:: Excerpt to read
From Casetext: Smarter Legal Research

Colburn v. Personnel Commission

Supreme Court of New Hampshire Personnel Commission
Feb 3, 1978
382 A.2d 907 (N.H. 1978)

Opinion

No. 7047

Decided February 3, 1978

1. Administrative Law — Orders and Regulations — Validity Administrative agency must follow its own regulations, and discharge of public employee procured in face of substantial violation of those regulations is invalid.

2. Administrative Law — Rules of Procedure — Interpretation Administrative agency's interpretation of its procedural rules is binding on courts when that interpretation involves no error of law.

3. Public Employees — Suspension and Dismissal — Right to Hearing Rules of department of personnel, on their face, did not require that public employee have predischarge meeting or that employee receive hearing on each written warning before another was issued.

4. Public Employees — Suspension and Dismissal — Review On appeal challenging personnel commission's determination upholding public employee's discharge from his job as job counselor, employee failed to show that commission's procedure had no basis in law or that such procedure had been applied inconsistently to him.

5. Public Employees — Suspension and Dismissal — Reinstatement Although rule of department of personnel obligated director of department to respond to public employee's exception to written notice of unsatisfactory work, and as such, afforded employee a right for which there must be a remedy, in absence of showing that procedural error substantially contributed to dismissal without regard to merits underlying director's action, proper remedy was not reinstatement.

6. Public Employees — Suspension and Dismissal — Hearing Where director of department of personnel failed to respond to exceptions taken by public employee to two separate written warnings of unsatisfactory work, but employee was eventually granted full evidentiary hearing, after third warning and notice of discharge, at which he presented numerous witnesses in effort to rebut charges against him, there was no prejudice to merits of employee's case arising from director's inaction.
::::
* **Problems**
a – Retype the part of the Colburn case summary that opens with the words containing "Supreme Court of" and closes with "regulations is invalid.".
b – Using the Colburn case summary, say yes or no for each statement and quote the words that decide it: (i) The case was decided on February 3, 1978. (ii) On their face, the rules of the department of personnel required a predischarge meeting for a public employee. (iii) At the full evidentiary hearing, the employee presented numerous witnesses.
:: Supplied material
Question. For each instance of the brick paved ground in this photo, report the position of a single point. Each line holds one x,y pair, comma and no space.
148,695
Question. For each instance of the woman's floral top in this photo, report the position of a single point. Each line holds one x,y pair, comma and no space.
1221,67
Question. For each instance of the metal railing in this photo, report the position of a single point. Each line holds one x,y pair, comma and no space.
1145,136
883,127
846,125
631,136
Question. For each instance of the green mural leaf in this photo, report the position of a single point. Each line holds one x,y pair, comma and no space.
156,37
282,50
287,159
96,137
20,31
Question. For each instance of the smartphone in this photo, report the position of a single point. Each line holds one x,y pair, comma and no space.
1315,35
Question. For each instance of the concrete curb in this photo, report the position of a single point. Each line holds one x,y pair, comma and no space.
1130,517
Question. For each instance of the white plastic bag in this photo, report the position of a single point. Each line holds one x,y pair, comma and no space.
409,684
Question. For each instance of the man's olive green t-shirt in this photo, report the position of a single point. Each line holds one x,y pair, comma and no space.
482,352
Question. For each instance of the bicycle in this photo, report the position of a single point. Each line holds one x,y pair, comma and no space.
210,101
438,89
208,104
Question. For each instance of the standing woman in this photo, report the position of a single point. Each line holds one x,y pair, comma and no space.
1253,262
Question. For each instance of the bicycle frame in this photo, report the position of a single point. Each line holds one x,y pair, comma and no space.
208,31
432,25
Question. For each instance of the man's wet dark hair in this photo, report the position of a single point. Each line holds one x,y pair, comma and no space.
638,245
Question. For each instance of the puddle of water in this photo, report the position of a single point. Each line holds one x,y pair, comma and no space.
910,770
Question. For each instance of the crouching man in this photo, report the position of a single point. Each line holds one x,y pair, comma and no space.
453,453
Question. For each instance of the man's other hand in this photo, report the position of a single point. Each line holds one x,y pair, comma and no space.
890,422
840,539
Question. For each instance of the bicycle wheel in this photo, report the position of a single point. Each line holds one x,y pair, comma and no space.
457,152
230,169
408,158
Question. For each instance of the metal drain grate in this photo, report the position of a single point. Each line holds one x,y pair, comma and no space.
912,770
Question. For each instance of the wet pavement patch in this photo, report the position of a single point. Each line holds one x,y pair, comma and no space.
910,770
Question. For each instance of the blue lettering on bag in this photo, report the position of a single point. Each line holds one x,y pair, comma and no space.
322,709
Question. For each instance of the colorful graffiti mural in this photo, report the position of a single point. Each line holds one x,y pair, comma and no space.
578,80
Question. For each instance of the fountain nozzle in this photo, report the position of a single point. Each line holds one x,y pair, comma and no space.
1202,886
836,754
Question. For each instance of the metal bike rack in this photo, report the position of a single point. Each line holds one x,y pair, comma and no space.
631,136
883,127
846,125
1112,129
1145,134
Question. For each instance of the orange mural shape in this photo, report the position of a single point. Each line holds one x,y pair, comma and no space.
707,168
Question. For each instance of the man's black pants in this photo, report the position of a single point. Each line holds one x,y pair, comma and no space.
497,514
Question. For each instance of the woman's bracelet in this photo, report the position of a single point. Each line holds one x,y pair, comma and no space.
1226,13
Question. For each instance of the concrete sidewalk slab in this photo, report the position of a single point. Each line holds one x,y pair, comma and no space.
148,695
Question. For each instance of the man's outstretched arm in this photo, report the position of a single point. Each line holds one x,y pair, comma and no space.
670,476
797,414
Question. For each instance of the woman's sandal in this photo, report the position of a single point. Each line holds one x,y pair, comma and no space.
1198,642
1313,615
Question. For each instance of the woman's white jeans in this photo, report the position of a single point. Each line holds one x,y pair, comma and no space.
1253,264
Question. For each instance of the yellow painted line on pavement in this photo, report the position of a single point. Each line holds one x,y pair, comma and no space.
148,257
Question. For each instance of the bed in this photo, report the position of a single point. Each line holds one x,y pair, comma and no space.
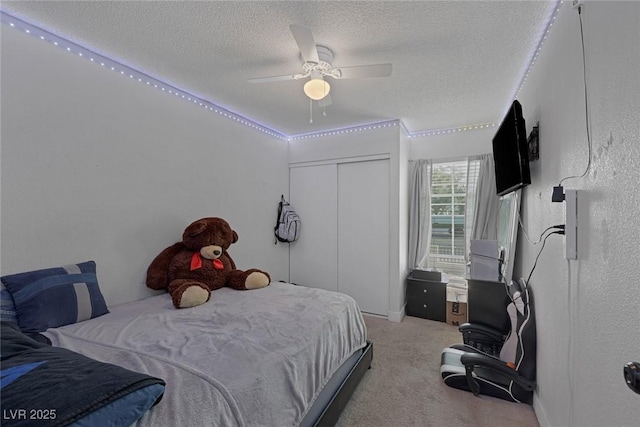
::::
* **Worked answers**
a –
Supreme Court of New Hampshire Personnel Commission
Feb 3, 1978
382 A.2d 907 (N.H. 1978)

Opinion

No. 7047

Decided February 3, 1978

1. Administrative Law — Orders and Regulations — Validity Administrative agency must follow its own regulations, and discharge of public employee procured in face of substantial violation of those regulations is invalid.

b –
(i) Yes: "Decided February 3, 1978"
(ii) No: "Rules of department of personnel, on their face, did not require that public employee have predischarge meeting"
(iii) Yes: "at which he presented numerous witnesses in effort to rebut charges against him"